Required work:
Reproduce only the lines running from the one that contains "target: shoreline" through the end of the items, inclusive, substituting "water's edge" for "shoreline" and leaving everything else unchanged.

Records for processing:
* start *
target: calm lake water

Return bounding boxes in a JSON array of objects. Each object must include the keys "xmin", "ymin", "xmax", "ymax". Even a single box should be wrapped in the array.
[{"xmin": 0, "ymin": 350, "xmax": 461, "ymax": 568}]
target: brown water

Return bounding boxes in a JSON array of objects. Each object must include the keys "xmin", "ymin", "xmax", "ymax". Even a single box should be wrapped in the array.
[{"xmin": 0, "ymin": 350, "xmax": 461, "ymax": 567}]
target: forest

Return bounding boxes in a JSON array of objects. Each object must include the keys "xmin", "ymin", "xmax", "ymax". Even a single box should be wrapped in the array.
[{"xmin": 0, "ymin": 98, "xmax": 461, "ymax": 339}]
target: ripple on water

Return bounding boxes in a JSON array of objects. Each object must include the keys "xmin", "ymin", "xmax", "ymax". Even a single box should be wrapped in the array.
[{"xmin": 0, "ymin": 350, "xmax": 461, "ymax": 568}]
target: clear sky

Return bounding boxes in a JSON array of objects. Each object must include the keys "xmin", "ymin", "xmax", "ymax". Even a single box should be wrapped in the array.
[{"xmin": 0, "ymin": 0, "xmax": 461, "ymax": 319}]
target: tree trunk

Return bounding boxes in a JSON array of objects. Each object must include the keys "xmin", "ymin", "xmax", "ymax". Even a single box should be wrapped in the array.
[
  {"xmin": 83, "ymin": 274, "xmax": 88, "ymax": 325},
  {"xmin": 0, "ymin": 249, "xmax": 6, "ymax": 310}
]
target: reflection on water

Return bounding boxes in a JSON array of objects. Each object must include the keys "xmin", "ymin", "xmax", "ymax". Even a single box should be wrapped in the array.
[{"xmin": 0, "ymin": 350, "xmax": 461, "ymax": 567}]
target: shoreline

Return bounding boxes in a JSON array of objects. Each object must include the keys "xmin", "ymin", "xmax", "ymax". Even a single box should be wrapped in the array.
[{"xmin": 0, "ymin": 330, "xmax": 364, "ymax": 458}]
* end *
The reply:
target: water's edge

Return bounding boxes in a JSON array of objects. Each object must include the keys "xmin", "ymin", "xmax", "ymax". Even a single box should be wrapped in the array.
[{"xmin": 0, "ymin": 330, "xmax": 364, "ymax": 458}]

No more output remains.